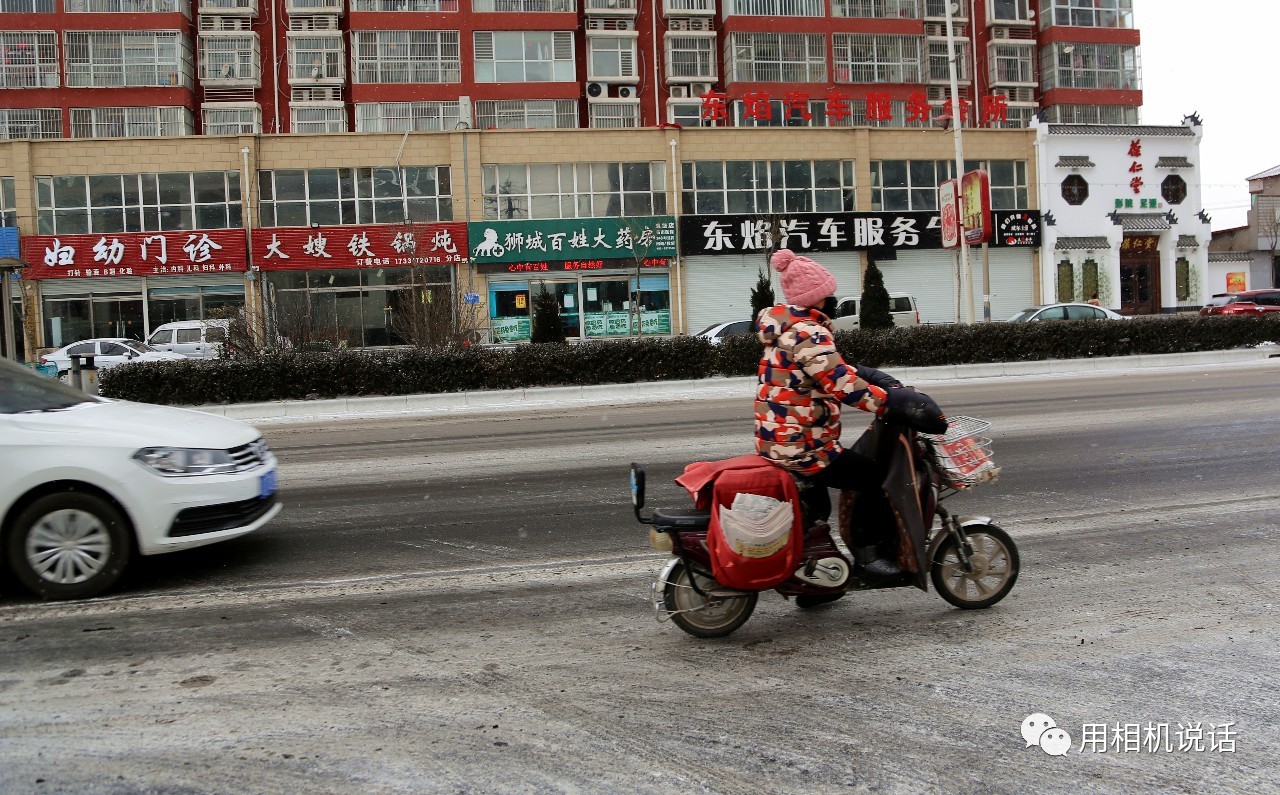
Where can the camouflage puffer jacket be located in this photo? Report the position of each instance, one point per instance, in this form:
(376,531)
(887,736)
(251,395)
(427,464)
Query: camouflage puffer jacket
(803,383)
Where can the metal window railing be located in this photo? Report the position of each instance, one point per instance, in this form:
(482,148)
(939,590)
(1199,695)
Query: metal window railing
(31,123)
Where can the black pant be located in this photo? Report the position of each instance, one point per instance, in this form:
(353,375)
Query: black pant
(873,519)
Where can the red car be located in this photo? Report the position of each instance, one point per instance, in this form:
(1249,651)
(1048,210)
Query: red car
(1249,302)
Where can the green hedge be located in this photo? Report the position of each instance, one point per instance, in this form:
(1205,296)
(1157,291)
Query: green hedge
(408,371)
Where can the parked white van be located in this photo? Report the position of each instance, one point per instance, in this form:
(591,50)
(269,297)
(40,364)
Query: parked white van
(900,305)
(192,338)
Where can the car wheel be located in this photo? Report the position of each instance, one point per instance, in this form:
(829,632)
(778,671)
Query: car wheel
(68,546)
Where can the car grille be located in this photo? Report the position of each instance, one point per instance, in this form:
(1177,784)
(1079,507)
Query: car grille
(227,516)
(250,456)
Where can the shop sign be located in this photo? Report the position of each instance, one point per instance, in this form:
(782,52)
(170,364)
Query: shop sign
(1019,228)
(373,246)
(584,240)
(8,243)
(133,254)
(818,232)
(571,265)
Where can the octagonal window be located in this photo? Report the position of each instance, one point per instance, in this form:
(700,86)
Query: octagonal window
(1174,190)
(1075,190)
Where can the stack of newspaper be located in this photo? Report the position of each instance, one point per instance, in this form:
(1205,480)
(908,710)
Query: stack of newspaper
(757,526)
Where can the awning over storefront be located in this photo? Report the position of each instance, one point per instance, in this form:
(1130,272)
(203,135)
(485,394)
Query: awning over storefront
(1143,222)
(1080,243)
(1074,161)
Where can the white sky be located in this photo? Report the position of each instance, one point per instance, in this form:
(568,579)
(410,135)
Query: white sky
(1217,59)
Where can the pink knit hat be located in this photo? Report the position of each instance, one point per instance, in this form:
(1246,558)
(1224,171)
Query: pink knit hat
(804,282)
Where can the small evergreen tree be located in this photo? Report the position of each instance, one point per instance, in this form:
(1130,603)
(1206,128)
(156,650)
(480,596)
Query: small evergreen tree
(762,295)
(547,323)
(874,311)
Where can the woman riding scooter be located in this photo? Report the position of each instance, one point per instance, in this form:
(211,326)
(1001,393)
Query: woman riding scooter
(803,380)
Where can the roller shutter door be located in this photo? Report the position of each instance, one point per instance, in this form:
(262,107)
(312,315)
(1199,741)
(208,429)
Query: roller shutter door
(718,288)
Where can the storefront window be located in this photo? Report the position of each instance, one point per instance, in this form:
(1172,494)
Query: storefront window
(361,306)
(568,190)
(137,202)
(590,306)
(328,197)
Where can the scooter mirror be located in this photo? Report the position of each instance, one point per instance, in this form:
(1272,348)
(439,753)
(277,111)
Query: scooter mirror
(636,487)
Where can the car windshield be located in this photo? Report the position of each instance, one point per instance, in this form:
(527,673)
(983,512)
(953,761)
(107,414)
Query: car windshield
(23,389)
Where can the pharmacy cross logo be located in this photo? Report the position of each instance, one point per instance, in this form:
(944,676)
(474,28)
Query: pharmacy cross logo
(1038,729)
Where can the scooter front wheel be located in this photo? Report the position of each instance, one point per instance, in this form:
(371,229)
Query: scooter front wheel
(995,569)
(700,613)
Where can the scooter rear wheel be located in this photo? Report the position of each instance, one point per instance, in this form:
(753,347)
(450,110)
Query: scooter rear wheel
(699,615)
(995,561)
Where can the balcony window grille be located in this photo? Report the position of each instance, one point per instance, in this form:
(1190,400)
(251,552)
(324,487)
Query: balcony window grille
(403,117)
(877,59)
(406,56)
(31,123)
(229,58)
(609,115)
(876,9)
(776,58)
(128,7)
(611,56)
(940,53)
(691,58)
(1092,114)
(1089,65)
(526,114)
(137,202)
(1095,14)
(775,8)
(376,195)
(316,58)
(131,122)
(1013,63)
(524,7)
(1011,10)
(27,7)
(575,190)
(718,187)
(232,120)
(405,5)
(104,59)
(524,56)
(318,119)
(30,59)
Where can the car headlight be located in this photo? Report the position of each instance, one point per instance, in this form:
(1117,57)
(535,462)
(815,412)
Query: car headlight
(174,461)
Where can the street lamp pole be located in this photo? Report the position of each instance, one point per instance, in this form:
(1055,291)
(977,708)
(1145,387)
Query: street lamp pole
(964,297)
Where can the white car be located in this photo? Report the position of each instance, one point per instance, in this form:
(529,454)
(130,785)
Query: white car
(717,332)
(108,352)
(88,483)
(1065,311)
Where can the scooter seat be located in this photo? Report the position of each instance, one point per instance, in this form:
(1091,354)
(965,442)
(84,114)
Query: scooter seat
(689,519)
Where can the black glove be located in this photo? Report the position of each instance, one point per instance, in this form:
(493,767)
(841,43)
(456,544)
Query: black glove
(915,410)
(877,378)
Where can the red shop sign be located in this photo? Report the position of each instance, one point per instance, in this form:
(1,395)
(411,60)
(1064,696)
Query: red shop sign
(133,254)
(374,246)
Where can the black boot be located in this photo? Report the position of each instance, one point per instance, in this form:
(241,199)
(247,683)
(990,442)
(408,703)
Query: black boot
(869,561)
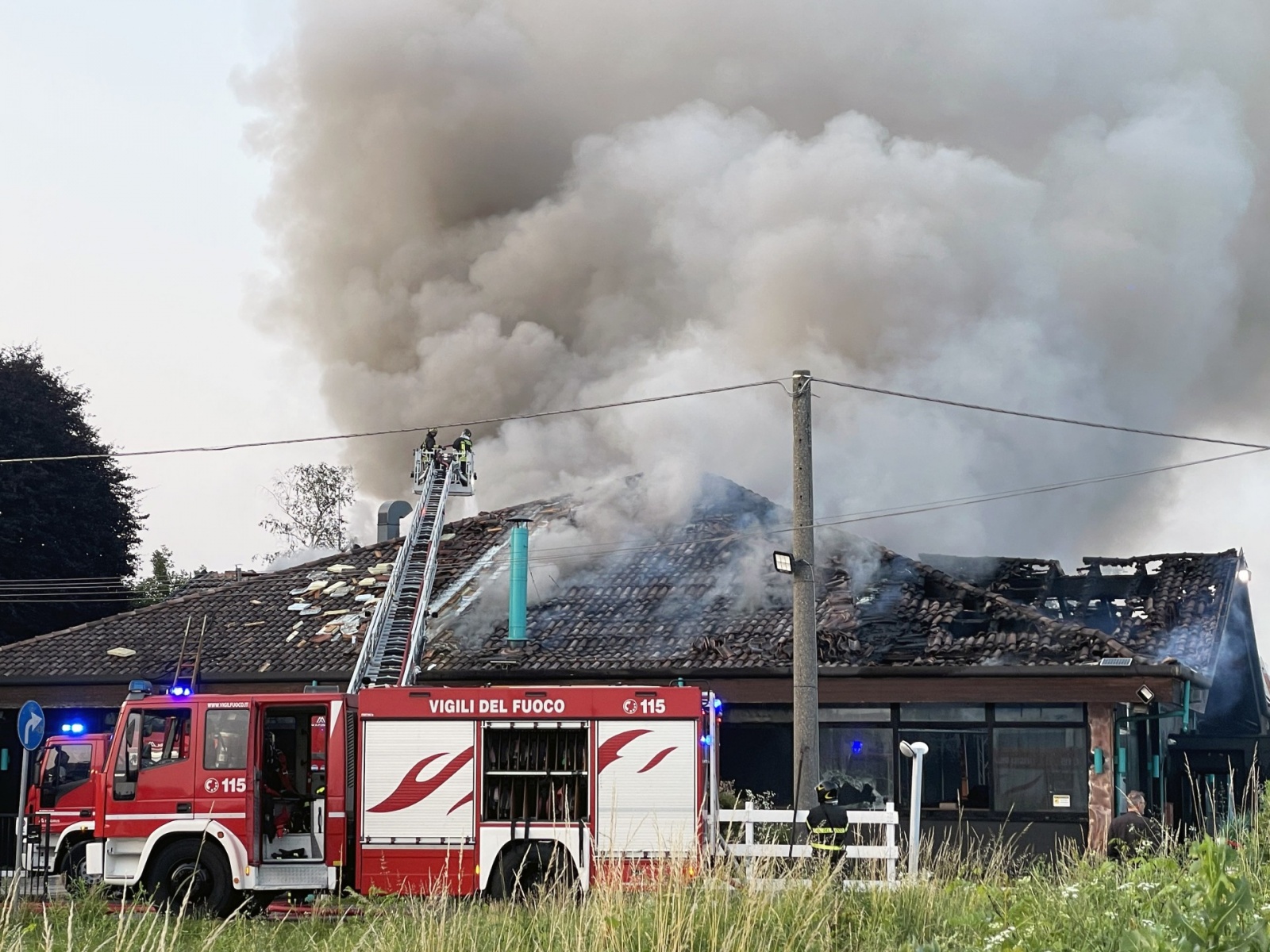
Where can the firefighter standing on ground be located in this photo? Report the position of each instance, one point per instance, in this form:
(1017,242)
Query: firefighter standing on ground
(827,824)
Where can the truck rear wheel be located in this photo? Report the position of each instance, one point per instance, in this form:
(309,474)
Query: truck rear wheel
(194,873)
(531,869)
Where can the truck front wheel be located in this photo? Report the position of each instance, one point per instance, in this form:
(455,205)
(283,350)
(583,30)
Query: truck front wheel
(194,873)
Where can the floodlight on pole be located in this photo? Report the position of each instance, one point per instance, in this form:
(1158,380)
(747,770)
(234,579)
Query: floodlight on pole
(916,752)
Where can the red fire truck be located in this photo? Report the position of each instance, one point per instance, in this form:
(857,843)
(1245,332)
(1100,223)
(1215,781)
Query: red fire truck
(416,790)
(400,786)
(60,804)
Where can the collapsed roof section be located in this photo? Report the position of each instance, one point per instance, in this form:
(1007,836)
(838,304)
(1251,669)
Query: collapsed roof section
(695,597)
(1170,606)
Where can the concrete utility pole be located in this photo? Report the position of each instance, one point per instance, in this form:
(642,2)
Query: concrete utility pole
(806,692)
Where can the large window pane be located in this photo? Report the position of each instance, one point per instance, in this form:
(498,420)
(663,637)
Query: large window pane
(956,771)
(1041,770)
(1041,714)
(859,759)
(943,712)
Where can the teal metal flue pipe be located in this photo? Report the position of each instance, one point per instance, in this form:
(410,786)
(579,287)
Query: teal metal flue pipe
(518,574)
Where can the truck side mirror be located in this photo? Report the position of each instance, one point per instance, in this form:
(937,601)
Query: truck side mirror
(127,763)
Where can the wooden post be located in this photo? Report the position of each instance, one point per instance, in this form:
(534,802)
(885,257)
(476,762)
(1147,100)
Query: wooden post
(1102,785)
(806,704)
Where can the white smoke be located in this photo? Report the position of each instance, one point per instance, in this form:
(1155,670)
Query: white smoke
(502,207)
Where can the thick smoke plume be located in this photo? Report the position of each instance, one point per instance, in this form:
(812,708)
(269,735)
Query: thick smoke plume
(1057,205)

• • •

• **Written task**
Make an exact copy of the listing above. Do not include the pictures.

• **Exercise response**
Where can the camouflage puffer jacket be located in this photo? Report the position of each instance, one point per instance, in this form:
(376,531)
(887,736)
(251,395)
(427,464)
Query: camouflage puffer jacket
(803,383)
Where can the metal window railing be located in this photo? Report the position of each instance, one point per instance, in this form:
(482,148)
(939,590)
(1199,695)
Query: metal window railing
(31,123)
Where can the black pant be located in this photo? Report the position of each instance, one point per instance, in this form:
(353,375)
Query: black pant
(873,519)
Where can the red car be located in this photo? Report the position of each instance, one point per instance, in this form:
(1249,651)
(1048,210)
Query: red car
(1249,302)
Where can the green hedge be located in this photo? Report the position of each instance, one point per instance, in this form:
(1205,296)
(1157,291)
Query: green hedge
(408,371)
Where can the parked white van be located in this photo? Report the position of each instance, one point per instance, in this form:
(591,50)
(269,297)
(40,364)
Query: parked white van
(900,305)
(192,338)
Where can the car wheel be located in this photo? Report the position of each instance, one point per instance, in this form:
(829,632)
(778,671)
Query: car wheel
(68,546)
Where can the car grille be located in this photo? Report the position of each instance, one point per instance, in this form:
(1177,784)
(1079,507)
Query: car grille
(227,516)
(250,456)
Where can the shop sign be located in this photo? Report the position of each instance, one point per instance, in this form:
(782,52)
(170,364)
Query: shop sign
(1019,228)
(373,246)
(584,240)
(8,243)
(133,254)
(818,232)
(571,265)
Where can the octagonal window be located in this photo? Report the position of each instance, one point per instance, in this form:
(700,86)
Query: octagonal window
(1174,190)
(1075,190)
Where can the stack of newspaper be located in this photo? Report the position of each instance, one point per instance, in this form:
(1205,480)
(908,710)
Query: stack of newspaper
(757,526)
Where can the awning over storefront be located in this photo? Report the position of each instance, one point per instance, in this form:
(1130,272)
(203,135)
(485,394)
Query: awning over storefront
(1143,222)
(1080,243)
(1074,161)
Where can the white sky be located in this photo? Report the position of each instance, one point per instance, in this form:
(568,579)
(410,135)
Query: white sky
(1217,59)
Where can the pink knit hat be located in this photo? Report the position of each instance, one point per instance, in this form:
(1246,558)
(1224,171)
Query: pink knit hat
(804,282)
Where can the small evergreen tree be located in this photo? Report the position of each instance, one point per instance, in this form:
(1130,603)
(1206,128)
(156,650)
(480,596)
Query: small evergreen tree
(762,295)
(547,323)
(874,311)
Where can the woman riding scooter be located in this photo? Report the position of each instance, one point per instance, in this form:
(211,326)
(1001,393)
Query: woman riding scooter
(803,380)
Where can the roller shutter door be located in this photo? Report the position of each instance, one point per instance, in this form:
(262,107)
(312,315)
(1199,741)
(208,429)
Query: roller shutter door
(718,288)
Where can the storefront window be located in this photo? Report the position of each instance, one point per instance, in this form:
(1172,494)
Query: storefront window
(361,306)
(568,190)
(137,202)
(590,306)
(328,197)
Where can the scooter mirror be located in this photo? Report the position of each instance, one point per instance, in this form:
(1272,348)
(439,753)
(277,111)
Query: scooter mirror
(636,487)
Where can the car windshield be located in this photo? Report the position of each instance, one point per instance, in this form:
(527,673)
(983,512)
(953,761)
(107,414)
Query: car windshield
(23,389)
Where can the pharmacy cross logo be located in this photo? Report the position of each instance, one point per instance, in this form:
(944,676)
(474,28)
Query: pharmacy cross logo
(1038,729)
Where can the scooter front wheel be located in this photo? Report the position of each instance, one point per instance, in this form:
(371,229)
Query: scooter front wheel
(995,569)
(700,613)
Where can the scooter rear wheel be located in this photo? Report the position of each instance, one point per instance, in this form:
(753,347)
(450,110)
Query: scooter rear wheel
(699,615)
(995,561)
Where can the balcony window grille be located in this photo? Report the position of each instance, one point per instance, in this form:
(1190,400)
(251,552)
(324,487)
Query: balcony window grille
(403,117)
(877,59)
(406,56)
(31,123)
(229,58)
(609,115)
(876,9)
(776,58)
(128,7)
(611,56)
(940,53)
(691,58)
(1092,114)
(1089,65)
(526,114)
(137,202)
(1095,14)
(775,8)
(376,195)
(316,58)
(131,122)
(1013,63)
(524,7)
(1011,10)
(27,7)
(575,190)
(718,187)
(232,120)
(405,5)
(104,59)
(524,56)
(318,119)
(30,59)
Where can the car headlight be located in this photo? Report the position of each instance, one point per instance, in this form:
(1117,57)
(535,462)
(815,412)
Query: car headlight
(174,461)
Where can the street lamp pole be located in this photo? Report the position of each instance, one point per instance, in this form:
(1055,291)
(977,708)
(1145,387)
Query: street lamp pole
(964,297)
Where can the white car be located in this photo? Report the position of each instance, one point per instance, in this form:
(529,454)
(130,785)
Query: white car
(717,332)
(108,352)
(88,483)
(1065,311)
Where can the scooter seat be located in this photo? Report the position of each instance, one point per instance, in this form:
(1091,354)
(965,442)
(84,114)
Query: scooter seat
(689,519)
Where can the black glove be located in this photo? Report the position of each instance, one point per instance, in this form:
(493,767)
(841,43)
(456,544)
Query: black glove
(915,410)
(877,378)
Where can the red shop sign be located in this photo? Report the position of each instance, one point per instance, in this form:
(1,395)
(411,60)
(1064,696)
Query: red shop sign
(133,254)
(374,246)
Where can the black boot be located in this photo? Report the position of each instance, one point per instance, in this form:
(241,199)
(247,683)
(990,442)
(408,703)
Query: black boot
(869,561)
Where can the firefighter standing on ground be located in this photo? Report the position of each instance, one point per instance, in this form:
(1017,242)
Query: firefighter standing on ground
(827,824)
Where can the truck rear wheel be located in this photo? Report the position of each instance, one point per instance, in this form:
(309,474)
Query: truck rear wheel
(194,873)
(531,869)
Where can the truck front wheel be located in this photo? Report the position of each instance, one point per instance, in this form:
(455,205)
(283,350)
(583,30)
Query: truck front wheel
(194,873)
Where can the floodlight on pole be located in this photo? Report the position of each instance, one point per instance, in this form:
(1158,380)
(747,770)
(234,579)
Query: floodlight on pole
(916,752)
Where can the red fire truck be located in this photo? Report the position of each instance, one point per instance, in this form:
(857,843)
(1245,332)
(1100,223)
(1215,781)
Query: red fire truck
(416,790)
(400,786)
(60,804)
Where can the collapsed roof section be located in this photo? Report the position of each instance, one point per instance, in this form:
(1007,836)
(838,304)
(1251,669)
Query: collapsed roof section
(695,597)
(1170,606)
Where can the concrete utility pole be located in this photo? Report the position of each instance, one point per instance, in this form:
(642,2)
Query: concrete utility pole
(806,692)
Where can the large window pane be located in this photo? Report the position of each instance, one point per instance, in this form:
(498,420)
(663,637)
Query: large window pane
(956,771)
(1041,770)
(1041,714)
(859,759)
(943,712)
Where can the teal metal flue pipe be located in this photo? Report the position of each instance, one point per instance, in this form:
(410,786)
(579,287)
Query: teal metal flue pipe
(518,574)
Where can the truck side mirror be located in this photo? Report the position of each instance, one point per instance, in this form:
(937,601)
Query: truck side mirror
(127,763)
Where can the wooden post be located in this photo? Report the position of each instance, one point per instance, in this form:
(534,802)
(885,257)
(476,762)
(1147,100)
Query: wooden post
(1102,785)
(806,704)
Where can the white smoke be located in this photo? Report the position of each instance, one point per instance, in this form:
(1155,670)
Query: white smoke
(502,207)
Where can the thick smoke plume be located in this photo? Report the position of each instance, one point per instance, in this form:
(812,708)
(269,735)
Query: thick smoke plume
(1057,205)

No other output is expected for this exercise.